What to work on: Pull out every line below that contains the word "white", and copy each one in full.

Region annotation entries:

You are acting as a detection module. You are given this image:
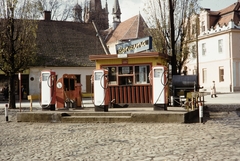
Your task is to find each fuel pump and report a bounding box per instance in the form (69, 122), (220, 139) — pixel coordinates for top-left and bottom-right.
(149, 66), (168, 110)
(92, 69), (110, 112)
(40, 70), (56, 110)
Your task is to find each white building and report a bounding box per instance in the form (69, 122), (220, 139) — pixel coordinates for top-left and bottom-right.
==
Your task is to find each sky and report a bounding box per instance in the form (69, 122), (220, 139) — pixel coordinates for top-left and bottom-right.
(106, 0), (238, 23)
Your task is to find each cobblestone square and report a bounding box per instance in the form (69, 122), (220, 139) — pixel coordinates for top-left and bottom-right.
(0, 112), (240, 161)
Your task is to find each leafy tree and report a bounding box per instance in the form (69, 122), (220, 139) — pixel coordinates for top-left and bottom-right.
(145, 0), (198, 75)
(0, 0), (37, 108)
* * *
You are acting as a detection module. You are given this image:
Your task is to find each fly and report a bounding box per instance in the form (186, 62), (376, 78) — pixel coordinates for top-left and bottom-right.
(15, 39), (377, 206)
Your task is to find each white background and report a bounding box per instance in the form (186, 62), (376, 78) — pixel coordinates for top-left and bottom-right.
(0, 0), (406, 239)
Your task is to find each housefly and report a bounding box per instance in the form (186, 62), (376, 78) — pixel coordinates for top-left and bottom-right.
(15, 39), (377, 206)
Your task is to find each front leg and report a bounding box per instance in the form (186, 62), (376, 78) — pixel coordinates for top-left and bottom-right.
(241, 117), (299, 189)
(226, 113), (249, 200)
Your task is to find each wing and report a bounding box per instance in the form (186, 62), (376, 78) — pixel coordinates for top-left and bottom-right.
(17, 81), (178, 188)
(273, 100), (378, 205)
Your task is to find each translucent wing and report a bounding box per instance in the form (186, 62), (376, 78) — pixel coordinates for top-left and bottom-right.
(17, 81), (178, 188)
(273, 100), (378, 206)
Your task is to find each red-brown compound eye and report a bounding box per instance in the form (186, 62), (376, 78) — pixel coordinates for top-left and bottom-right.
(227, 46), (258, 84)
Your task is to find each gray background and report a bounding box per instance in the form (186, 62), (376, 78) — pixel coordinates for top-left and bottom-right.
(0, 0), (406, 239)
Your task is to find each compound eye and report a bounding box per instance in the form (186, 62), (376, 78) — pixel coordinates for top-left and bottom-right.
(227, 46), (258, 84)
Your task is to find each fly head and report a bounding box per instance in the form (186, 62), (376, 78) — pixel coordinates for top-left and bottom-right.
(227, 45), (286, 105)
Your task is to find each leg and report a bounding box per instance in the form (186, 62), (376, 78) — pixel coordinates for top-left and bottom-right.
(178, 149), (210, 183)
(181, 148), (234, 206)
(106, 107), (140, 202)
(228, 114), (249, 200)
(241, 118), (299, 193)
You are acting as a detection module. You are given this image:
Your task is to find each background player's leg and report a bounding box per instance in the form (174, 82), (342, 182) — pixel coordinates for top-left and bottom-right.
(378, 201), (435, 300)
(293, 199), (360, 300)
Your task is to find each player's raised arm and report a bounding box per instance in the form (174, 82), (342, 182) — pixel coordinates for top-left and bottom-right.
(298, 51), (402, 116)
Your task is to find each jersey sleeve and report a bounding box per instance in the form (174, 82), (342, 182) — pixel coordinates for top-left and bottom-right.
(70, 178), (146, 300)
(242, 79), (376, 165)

Task solution:
Your task is to find each white building and report a bounding box per instance in the form (69, 122), (220, 139) — pixel coordinates for top-left and bottom-right.
Your task is to find each white background and report a bounding box per instance in the form (186, 62), (376, 78) — pixel coordinates for top-left and bottom-right.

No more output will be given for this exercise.